Excerpts from a detection dataset
* * *
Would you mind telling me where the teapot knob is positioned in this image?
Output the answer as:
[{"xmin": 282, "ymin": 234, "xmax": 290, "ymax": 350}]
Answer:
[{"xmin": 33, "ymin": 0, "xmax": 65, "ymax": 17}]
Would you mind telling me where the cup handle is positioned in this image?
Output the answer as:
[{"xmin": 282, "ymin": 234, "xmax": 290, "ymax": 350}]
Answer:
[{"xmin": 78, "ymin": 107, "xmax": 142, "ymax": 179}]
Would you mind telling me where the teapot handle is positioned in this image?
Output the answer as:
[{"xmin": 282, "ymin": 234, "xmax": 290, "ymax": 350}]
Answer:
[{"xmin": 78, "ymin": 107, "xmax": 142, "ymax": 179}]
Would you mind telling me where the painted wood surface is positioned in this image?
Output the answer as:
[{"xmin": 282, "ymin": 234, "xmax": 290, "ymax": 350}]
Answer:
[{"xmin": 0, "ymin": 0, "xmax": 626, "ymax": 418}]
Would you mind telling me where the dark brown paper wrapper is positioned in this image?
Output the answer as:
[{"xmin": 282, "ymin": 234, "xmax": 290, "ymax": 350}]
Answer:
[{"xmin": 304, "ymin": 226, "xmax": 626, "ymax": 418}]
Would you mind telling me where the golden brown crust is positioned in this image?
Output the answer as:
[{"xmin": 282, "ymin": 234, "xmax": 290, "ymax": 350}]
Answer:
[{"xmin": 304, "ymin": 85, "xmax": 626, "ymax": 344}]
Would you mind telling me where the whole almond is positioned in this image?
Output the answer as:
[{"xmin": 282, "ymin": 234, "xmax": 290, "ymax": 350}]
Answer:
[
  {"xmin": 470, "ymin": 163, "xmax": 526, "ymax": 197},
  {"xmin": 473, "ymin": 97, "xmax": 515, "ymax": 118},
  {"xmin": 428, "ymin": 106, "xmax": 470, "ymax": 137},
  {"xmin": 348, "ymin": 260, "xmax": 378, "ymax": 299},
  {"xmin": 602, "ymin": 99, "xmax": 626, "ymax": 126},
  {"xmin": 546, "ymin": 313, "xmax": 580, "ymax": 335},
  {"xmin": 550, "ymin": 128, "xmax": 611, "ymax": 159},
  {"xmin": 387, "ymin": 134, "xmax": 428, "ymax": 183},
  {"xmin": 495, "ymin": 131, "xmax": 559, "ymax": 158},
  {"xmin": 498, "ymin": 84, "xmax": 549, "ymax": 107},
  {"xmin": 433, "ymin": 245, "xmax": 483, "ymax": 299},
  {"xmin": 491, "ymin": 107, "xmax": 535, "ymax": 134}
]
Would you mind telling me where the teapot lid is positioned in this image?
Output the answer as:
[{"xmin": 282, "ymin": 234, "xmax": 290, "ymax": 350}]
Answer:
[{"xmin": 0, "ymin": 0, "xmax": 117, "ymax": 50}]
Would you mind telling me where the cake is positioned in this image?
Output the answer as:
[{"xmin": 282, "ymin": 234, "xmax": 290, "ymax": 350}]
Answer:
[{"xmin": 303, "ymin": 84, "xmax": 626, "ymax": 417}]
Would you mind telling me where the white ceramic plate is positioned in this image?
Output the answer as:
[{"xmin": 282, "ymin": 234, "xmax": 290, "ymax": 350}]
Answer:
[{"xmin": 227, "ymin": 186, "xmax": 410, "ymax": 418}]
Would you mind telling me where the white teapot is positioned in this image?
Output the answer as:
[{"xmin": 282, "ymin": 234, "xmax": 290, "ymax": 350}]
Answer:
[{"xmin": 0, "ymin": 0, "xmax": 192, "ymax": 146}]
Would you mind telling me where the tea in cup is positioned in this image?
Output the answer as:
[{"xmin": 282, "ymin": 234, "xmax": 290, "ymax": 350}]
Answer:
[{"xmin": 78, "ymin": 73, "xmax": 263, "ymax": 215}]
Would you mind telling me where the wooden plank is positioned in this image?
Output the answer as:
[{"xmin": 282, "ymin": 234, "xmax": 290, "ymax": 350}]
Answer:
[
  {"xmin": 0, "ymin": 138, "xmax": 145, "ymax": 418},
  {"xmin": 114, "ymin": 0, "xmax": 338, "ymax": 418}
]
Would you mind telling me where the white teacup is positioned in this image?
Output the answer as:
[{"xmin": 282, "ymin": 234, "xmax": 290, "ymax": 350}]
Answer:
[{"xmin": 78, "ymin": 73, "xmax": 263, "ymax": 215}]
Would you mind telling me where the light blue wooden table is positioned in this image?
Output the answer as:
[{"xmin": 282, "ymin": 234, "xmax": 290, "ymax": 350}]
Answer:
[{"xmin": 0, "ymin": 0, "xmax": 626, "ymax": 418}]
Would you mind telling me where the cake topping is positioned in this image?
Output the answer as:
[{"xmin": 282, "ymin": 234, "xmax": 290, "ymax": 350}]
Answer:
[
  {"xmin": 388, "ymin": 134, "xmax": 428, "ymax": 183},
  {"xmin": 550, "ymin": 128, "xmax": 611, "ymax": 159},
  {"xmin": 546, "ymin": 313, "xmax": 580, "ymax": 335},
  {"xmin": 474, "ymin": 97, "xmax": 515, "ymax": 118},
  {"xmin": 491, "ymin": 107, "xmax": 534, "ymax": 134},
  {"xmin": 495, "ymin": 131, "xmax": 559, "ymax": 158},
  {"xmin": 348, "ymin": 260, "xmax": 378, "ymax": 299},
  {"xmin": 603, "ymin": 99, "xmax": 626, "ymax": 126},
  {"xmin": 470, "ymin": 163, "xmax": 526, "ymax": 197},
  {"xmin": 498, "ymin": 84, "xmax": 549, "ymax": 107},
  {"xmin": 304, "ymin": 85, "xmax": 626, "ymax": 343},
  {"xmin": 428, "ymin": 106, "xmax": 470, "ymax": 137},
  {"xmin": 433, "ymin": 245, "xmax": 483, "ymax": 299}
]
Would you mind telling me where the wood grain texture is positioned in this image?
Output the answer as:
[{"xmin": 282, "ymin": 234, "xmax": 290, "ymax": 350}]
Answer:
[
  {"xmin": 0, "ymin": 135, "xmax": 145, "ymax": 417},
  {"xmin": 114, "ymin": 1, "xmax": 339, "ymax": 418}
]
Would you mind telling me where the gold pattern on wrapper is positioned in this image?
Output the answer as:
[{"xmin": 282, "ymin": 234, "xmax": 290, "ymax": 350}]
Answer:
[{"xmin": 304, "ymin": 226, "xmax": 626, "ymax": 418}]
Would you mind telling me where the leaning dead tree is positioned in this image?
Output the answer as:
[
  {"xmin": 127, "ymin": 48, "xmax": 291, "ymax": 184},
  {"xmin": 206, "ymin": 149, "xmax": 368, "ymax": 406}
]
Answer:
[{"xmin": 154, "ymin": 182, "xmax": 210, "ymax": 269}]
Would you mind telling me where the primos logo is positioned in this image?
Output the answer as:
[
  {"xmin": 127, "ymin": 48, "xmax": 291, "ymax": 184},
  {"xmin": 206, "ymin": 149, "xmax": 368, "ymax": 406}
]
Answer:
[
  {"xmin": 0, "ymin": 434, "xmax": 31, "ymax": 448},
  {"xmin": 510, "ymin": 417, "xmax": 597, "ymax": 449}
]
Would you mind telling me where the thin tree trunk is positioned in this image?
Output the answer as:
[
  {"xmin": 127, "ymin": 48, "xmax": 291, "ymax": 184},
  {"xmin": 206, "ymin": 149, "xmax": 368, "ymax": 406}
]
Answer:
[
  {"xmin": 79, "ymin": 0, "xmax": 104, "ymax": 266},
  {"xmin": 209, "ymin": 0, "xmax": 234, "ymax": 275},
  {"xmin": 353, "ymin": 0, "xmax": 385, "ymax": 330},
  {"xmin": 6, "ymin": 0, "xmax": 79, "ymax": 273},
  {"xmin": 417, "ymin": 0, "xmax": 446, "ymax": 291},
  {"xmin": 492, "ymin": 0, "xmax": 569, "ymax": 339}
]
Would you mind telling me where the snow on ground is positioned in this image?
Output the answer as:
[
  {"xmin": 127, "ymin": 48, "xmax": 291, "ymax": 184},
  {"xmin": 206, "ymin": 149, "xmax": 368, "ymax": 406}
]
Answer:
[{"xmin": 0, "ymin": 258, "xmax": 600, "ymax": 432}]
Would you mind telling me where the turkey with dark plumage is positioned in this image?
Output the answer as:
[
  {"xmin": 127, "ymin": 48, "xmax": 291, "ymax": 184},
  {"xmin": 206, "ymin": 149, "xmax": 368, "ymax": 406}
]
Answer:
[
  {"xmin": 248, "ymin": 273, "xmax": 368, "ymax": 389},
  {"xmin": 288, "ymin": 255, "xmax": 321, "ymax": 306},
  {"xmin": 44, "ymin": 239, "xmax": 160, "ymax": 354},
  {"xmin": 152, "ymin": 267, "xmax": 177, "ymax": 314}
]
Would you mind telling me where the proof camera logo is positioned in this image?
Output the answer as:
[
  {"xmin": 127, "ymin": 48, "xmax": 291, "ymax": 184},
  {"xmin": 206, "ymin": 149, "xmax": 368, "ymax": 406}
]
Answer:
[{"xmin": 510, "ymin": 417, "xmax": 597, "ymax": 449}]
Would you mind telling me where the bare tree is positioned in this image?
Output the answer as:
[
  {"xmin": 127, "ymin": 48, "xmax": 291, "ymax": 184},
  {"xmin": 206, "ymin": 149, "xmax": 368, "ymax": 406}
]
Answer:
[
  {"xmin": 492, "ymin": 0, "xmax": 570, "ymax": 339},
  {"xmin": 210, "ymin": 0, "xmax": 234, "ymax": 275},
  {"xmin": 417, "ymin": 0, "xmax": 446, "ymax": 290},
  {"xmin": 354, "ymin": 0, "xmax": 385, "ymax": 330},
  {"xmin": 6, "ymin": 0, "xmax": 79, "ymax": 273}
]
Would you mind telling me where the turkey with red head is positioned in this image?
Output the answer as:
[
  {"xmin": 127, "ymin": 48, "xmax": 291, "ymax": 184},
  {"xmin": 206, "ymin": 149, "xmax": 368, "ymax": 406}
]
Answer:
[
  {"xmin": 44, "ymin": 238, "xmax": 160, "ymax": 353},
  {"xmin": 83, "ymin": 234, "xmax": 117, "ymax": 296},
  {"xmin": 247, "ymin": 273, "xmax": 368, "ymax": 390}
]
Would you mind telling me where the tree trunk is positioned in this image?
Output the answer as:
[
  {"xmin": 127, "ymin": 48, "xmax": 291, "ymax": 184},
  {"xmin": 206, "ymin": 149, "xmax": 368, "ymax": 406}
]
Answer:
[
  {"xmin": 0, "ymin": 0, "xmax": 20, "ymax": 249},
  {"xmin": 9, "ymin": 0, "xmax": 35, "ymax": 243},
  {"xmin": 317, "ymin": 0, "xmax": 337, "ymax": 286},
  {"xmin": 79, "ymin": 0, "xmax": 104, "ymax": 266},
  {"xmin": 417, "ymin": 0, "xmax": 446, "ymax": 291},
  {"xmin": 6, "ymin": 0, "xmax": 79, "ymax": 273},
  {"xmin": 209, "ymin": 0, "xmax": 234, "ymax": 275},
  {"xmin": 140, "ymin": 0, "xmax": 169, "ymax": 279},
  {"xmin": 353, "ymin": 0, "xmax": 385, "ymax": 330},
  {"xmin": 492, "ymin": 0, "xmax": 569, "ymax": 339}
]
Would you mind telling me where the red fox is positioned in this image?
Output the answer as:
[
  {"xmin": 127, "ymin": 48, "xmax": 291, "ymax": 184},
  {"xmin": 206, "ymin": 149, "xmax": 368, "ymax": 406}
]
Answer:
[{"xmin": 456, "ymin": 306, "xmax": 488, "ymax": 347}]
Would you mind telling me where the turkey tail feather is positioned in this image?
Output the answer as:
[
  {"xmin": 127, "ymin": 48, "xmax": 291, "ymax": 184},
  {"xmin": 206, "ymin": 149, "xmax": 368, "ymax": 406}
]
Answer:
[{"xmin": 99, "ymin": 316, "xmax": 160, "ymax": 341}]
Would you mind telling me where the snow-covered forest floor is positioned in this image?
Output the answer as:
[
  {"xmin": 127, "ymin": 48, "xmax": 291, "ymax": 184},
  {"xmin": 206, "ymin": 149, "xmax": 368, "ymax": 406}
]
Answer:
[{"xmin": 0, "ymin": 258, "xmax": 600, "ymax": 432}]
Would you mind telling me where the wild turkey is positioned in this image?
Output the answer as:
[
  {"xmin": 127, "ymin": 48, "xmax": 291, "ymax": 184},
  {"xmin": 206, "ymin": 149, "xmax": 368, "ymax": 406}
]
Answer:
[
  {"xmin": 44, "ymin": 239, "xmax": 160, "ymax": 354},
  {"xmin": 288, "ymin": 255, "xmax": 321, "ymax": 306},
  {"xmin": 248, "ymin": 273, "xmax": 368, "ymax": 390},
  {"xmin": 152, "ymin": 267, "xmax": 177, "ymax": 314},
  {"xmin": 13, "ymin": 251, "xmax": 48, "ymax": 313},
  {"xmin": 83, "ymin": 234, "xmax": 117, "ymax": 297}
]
* * *
#### WORK TO COMPLETE:
Pick out each line of the entries above that contains the string "trunk", treating uppercase and lowercase letters as distinct.

#### EXERCISE ANSWER:
Would you mind telling me where the thin tree trunk is positioned in this image?
Would you mind telling me where the tree trunk is positioned in this image?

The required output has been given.